- **Written exercise**
Rescale the records below, from the first line up to and including the line with "161,135 -> 230,216": write out every one of those lines again, requests included, multiplying each bounding-box coordinate in the answers by 1.9 and rounding to whole numbers, halves up. Keep the numbers in the requests and their format samples unchanged.

- **Material for this exercise**
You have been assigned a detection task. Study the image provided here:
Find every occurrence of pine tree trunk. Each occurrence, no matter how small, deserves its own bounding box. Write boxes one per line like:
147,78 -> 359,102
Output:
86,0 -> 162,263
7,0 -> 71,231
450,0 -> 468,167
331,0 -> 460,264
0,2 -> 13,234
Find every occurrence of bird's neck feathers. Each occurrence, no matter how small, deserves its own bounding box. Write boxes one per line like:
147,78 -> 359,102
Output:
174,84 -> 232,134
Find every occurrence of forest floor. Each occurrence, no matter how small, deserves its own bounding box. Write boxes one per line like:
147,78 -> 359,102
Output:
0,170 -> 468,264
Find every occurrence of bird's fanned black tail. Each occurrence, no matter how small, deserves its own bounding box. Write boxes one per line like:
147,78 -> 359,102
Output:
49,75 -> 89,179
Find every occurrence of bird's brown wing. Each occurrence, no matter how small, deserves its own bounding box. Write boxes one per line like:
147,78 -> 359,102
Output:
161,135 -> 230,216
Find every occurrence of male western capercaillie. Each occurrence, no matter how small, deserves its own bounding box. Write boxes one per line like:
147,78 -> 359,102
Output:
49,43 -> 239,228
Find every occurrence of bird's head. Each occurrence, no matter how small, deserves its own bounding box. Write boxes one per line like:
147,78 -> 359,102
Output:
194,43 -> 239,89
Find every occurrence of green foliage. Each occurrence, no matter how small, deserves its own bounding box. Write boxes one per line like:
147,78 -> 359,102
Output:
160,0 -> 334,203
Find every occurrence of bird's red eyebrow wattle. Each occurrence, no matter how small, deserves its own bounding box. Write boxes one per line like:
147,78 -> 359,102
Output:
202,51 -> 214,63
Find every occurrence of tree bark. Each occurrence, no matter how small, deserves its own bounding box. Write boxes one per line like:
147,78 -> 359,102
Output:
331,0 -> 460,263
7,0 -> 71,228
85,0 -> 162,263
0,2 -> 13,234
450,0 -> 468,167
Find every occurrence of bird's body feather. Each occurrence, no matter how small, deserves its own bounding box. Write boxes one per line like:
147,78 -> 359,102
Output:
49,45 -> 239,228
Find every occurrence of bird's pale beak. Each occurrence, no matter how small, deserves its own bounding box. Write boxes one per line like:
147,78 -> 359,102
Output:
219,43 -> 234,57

- **Answer for this exercise**
You have been assigned a detection task. Study the image provided here:
Find every occurrence of pine tree trunk. Each occurrence, no matter how small, deserves its own bounding box. Write boxes one per line like:
147,78 -> 359,102
Output:
163,0 -> 308,500
13,0 -> 135,439
855,0 -> 889,317
629,0 -> 874,502
0,4 -> 25,445
Find every occurrence of bird's neck feathers. Each occurrence, no matter how small, deserves its own bounding box. Write boxes one per line like:
147,78 -> 359,102
Output:
331,160 -> 441,255
Find every occurrence of forest floor. Each occurrence, no matter how small, deserves its own bounding box. Write boxes one per line like:
147,78 -> 359,102
Output:
0,323 -> 889,502
Find every occurrence of bird's fanned black tail. Each occurrence, no matter how small, deserves its own bounding box. Write boxes one per line like:
147,78 -> 359,102
Output:
93,143 -> 169,340
Find every occurrence of bird's brown wing. Each occurrence, no matter how small, deserves its own bounding box. Write boxes one per line like:
147,78 -> 359,102
Output:
306,257 -> 437,410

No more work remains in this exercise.